#### Data provided ####

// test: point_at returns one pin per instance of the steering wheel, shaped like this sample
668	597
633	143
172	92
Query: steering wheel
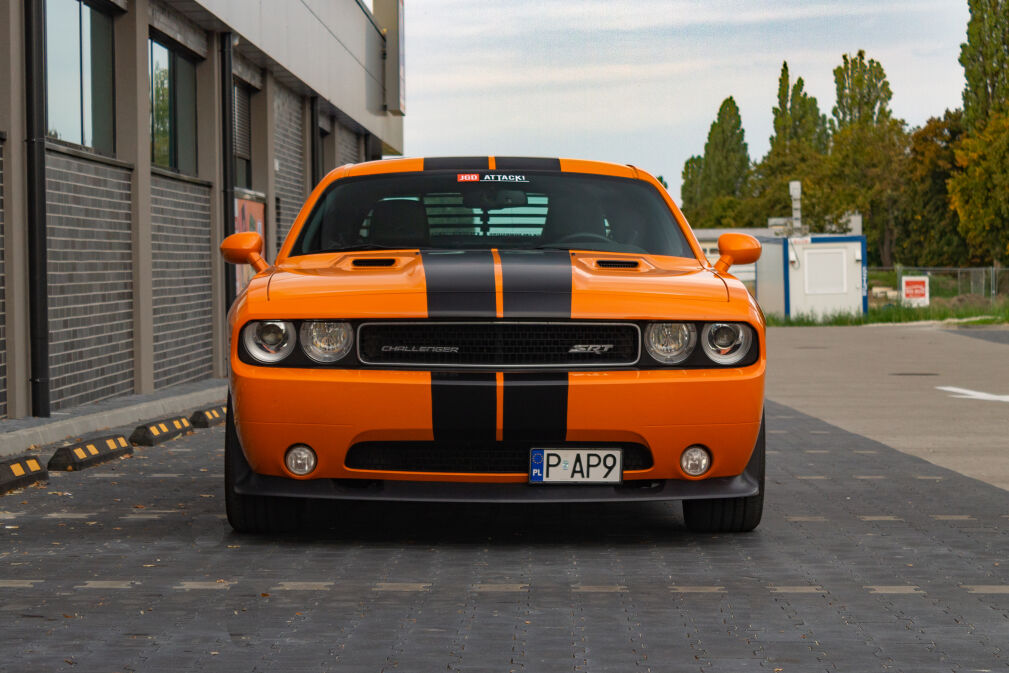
582	235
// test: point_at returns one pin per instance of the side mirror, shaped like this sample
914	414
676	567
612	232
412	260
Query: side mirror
244	248
737	249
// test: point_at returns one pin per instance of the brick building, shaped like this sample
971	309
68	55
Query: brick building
134	135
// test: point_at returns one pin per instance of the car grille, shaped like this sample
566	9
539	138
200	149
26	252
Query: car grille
498	344
470	457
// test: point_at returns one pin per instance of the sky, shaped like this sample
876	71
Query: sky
641	81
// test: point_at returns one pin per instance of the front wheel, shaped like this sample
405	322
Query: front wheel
731	515
253	514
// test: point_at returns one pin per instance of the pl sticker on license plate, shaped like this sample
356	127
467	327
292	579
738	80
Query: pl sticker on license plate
575	466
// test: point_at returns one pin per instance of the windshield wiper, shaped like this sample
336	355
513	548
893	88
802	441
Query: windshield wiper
364	246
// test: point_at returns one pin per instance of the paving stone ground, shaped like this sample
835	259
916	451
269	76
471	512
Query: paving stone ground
868	559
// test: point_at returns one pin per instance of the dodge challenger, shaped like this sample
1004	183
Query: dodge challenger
493	329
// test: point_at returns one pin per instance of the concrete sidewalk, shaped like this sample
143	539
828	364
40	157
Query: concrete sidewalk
933	390
17	436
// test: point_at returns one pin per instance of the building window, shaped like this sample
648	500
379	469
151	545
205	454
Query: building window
243	135
173	109
80	73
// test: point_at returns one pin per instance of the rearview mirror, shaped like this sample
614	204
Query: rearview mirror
493	199
244	248
735	248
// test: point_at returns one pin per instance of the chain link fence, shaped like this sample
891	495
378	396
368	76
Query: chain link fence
949	284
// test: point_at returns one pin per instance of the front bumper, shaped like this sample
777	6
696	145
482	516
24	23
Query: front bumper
331	410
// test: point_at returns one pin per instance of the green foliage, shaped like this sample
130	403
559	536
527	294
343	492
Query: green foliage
980	192
863	92
986	313
866	173
797	119
801	137
928	234
985	58
713	183
690	191
725	157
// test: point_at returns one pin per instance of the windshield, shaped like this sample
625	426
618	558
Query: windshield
452	210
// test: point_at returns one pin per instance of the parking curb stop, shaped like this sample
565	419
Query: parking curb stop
205	418
161	430
20	471
88	452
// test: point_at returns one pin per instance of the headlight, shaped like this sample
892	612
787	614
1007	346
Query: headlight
670	343
326	342
725	343
268	341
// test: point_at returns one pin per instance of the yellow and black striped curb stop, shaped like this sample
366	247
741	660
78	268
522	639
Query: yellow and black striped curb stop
155	432
88	452
19	472
204	418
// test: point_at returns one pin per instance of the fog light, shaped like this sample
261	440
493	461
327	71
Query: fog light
300	459
695	460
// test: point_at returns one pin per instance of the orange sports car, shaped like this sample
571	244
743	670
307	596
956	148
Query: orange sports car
494	329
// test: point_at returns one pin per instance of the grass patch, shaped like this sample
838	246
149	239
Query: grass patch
959	308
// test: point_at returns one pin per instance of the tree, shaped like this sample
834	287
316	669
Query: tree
690	197
800	139
863	92
725	157
866	173
929	234
985	58
713	183
980	193
797	119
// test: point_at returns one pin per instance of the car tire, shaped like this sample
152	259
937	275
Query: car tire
254	514
731	515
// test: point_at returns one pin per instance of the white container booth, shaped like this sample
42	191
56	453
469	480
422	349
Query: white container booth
812	275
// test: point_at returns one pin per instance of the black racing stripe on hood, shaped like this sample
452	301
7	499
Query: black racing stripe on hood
460	284
453	162
463	406
536	407
536	284
526	163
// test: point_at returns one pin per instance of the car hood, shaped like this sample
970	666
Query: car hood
474	284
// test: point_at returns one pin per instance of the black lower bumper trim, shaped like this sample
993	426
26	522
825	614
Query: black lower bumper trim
442	491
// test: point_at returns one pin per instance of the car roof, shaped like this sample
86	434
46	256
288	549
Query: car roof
492	163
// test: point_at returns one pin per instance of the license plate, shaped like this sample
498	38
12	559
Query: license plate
575	466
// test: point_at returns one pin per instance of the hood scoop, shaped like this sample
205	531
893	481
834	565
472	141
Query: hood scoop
373	262
618	263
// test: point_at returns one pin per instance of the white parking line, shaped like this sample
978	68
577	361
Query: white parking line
967	394
218	585
106	584
986	588
894	588
598	588
676	588
500	587
303	586
402	586
796	588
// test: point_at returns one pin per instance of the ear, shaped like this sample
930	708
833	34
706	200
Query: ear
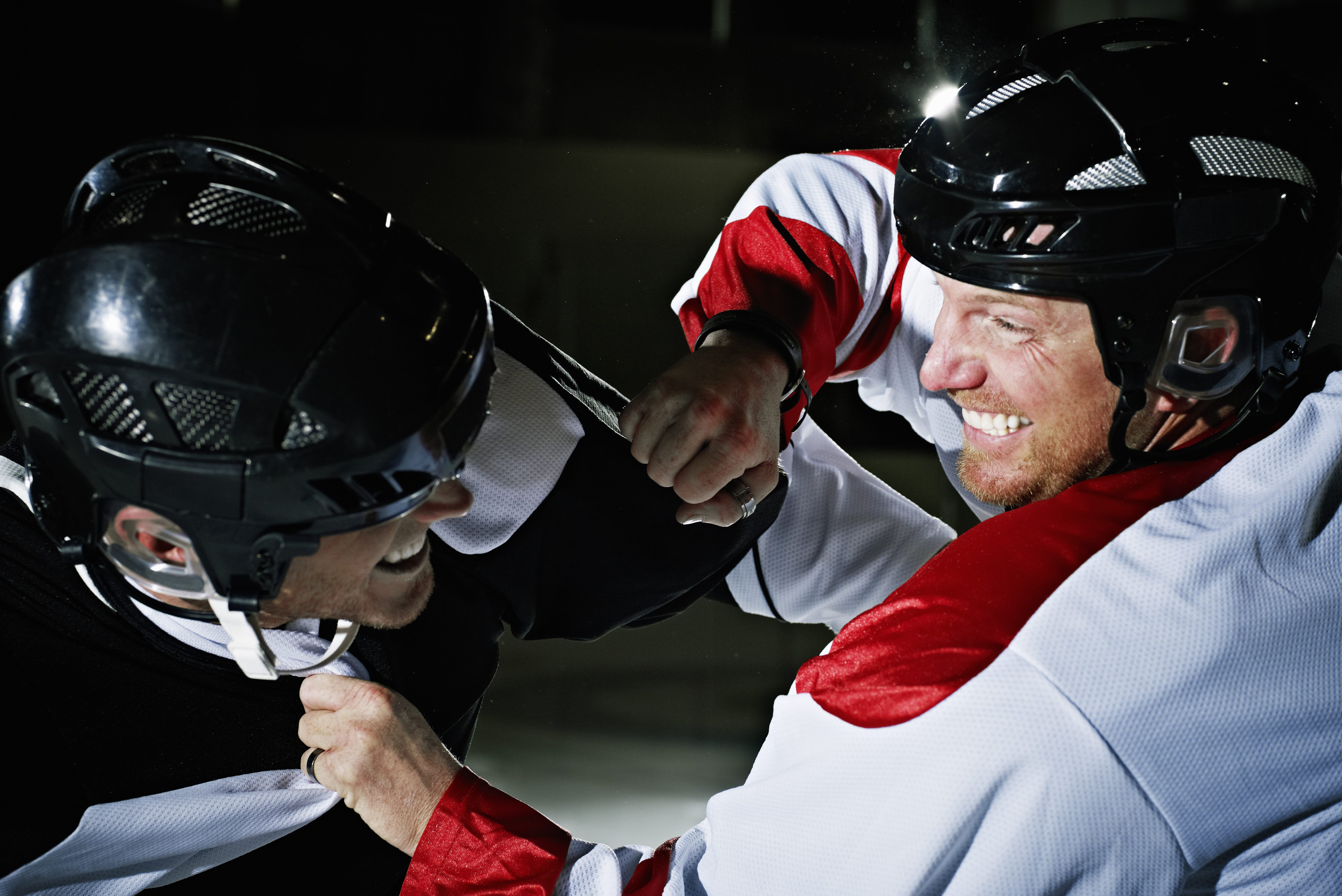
167	552
1171	403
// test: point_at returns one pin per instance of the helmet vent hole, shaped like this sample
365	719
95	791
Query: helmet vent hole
362	491
304	431
413	481
1124	46
238	166
147	163
202	418
1014	233
108	404
1006	93
125	208
238	210
1241	158
1113	173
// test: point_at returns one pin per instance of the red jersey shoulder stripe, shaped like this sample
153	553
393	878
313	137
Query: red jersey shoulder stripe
888	159
957	613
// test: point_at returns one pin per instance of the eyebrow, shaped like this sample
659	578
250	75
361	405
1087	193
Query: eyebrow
1011	298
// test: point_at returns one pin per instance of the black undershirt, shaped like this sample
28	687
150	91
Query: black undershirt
104	706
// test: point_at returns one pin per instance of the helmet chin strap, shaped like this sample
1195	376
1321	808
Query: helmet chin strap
248	643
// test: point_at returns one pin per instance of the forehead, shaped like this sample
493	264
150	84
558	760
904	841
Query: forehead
1049	308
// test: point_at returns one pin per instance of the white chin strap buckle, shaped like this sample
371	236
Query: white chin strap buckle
254	656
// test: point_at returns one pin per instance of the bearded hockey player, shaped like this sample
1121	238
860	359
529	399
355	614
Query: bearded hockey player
245	399
1109	257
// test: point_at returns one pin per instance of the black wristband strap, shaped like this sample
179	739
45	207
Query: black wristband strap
774	333
779	337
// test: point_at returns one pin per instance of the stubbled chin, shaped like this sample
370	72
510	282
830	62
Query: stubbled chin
994	481
390	605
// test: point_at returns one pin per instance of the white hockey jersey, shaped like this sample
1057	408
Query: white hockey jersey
1131	689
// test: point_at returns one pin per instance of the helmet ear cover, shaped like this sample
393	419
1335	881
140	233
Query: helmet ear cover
1208	348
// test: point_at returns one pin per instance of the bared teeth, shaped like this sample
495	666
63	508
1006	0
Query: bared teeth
995	424
407	552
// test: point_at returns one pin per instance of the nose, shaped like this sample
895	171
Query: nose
449	501
952	363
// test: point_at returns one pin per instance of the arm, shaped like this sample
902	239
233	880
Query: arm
568	532
811	246
842	544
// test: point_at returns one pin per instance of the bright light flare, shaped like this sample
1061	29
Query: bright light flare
941	101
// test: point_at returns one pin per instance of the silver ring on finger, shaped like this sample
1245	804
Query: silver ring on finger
310	766
744	497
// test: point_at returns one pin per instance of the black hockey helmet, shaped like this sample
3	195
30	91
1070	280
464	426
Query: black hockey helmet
246	348
1187	192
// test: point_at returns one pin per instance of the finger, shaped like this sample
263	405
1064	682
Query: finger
720	510
725	457
635	411
763	478
724	509
698	442
320	729
324	691
658	414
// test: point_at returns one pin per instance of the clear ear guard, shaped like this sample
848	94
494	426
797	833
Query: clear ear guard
123	543
128	536
1208	347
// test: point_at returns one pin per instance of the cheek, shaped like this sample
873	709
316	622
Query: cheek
355	550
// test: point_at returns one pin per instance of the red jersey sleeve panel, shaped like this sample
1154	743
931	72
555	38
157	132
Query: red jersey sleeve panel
957	613
802	277
484	843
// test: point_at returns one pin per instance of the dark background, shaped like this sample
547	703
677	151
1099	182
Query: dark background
580	155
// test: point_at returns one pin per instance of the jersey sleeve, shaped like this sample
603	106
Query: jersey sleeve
812	243
842	544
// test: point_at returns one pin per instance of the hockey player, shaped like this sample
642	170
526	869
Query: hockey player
1109	255
245	399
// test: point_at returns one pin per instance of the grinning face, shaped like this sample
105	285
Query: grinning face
378	577
1003	356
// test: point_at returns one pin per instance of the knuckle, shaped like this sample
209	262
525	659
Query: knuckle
709	407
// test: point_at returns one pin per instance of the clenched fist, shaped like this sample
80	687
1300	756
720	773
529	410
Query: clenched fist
710	419
380	754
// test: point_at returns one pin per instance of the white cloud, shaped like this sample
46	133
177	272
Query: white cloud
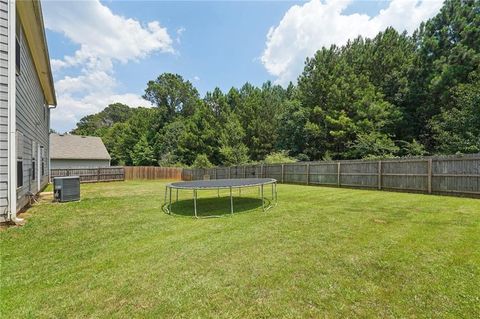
104	39
180	32
305	29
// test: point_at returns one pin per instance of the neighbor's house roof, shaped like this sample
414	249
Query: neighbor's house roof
30	14
77	147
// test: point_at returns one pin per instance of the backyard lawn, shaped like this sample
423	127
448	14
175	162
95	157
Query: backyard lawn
322	252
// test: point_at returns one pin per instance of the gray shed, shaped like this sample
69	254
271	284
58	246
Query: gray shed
74	151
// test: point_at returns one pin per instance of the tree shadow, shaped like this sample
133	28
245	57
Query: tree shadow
216	206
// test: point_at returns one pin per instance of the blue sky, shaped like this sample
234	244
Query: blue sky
107	51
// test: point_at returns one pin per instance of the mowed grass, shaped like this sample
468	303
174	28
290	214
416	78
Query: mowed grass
322	252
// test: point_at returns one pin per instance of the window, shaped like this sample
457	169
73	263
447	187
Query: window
42	155
34	162
19	145
17	45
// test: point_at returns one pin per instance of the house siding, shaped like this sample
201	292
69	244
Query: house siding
3	108
33	121
73	163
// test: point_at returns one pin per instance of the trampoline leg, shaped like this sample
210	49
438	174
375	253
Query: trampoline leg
263	202
170	201
195	202
231	201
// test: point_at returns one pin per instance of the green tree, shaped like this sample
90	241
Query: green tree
201	161
142	153
457	127
232	149
172	95
279	157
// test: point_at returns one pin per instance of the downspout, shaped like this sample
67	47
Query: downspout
50	107
12	114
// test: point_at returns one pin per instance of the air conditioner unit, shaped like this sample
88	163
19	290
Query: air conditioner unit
66	189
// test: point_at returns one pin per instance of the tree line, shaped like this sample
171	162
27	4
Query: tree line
391	95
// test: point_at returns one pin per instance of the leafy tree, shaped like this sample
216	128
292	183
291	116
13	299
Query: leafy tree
279	157
232	150
201	161
142	153
96	124
373	144
457	127
172	95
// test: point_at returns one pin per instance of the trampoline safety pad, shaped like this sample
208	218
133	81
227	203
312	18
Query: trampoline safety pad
218	184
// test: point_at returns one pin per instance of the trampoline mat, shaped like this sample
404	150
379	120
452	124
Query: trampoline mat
222	183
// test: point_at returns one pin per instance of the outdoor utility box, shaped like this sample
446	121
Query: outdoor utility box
66	189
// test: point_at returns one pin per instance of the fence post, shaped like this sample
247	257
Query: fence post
379	174
338	174
429	182
308	173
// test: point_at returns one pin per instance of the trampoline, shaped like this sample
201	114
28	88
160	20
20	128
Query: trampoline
218	184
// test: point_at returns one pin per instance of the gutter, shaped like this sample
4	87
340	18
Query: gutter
12	114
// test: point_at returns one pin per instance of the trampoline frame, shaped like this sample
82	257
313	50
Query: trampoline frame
261	182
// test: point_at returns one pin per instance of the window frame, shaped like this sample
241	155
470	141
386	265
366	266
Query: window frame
19	157
18	35
34	161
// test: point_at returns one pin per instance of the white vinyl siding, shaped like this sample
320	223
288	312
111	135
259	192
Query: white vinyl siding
3	107
31	121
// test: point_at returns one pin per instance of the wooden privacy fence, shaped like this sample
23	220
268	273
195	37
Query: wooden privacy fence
440	175
103	174
152	172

####

» **Goal of the exercise**: Reproduce the lines from the one containing "vinyl siding, shaped like this sample" through the end of the material, substituting "wooden picket fence" for every occurrence of "wooden privacy fence" and leaving everything else unchanged.

» **Answer**:
// test: point_at returns one pin per instance of the white vinyl siding, shaped like this sample
320	223
288	312
111	135
259	192
Query: white vinyl siding
3	107
31	121
// test: point_at returns one pin per instance of the wooden picket fence, shaped like this sample
23	220
268	273
195	37
Query: wooden picket fence
440	175
103	174
152	172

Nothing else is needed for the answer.